* What the task asks: Repeat the rows below, replacing "Request body query" with "Search phrase" and keeping everything else the same.

* Dataset entries:
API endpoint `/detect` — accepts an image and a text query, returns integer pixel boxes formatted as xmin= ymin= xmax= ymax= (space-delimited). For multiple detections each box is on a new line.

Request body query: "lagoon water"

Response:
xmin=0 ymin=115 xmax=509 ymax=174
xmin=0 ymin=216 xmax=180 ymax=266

* Solution to the exercise:
API endpoint `/detect` — accepts an image and a text query, returns integer pixel boxes formatted as xmin= ymin= xmax= ymax= (space-delimited). For multiple detections each box is on a new line.

Search phrase: "lagoon water"

Response:
xmin=0 ymin=115 xmax=509 ymax=174
xmin=0 ymin=216 xmax=180 ymax=266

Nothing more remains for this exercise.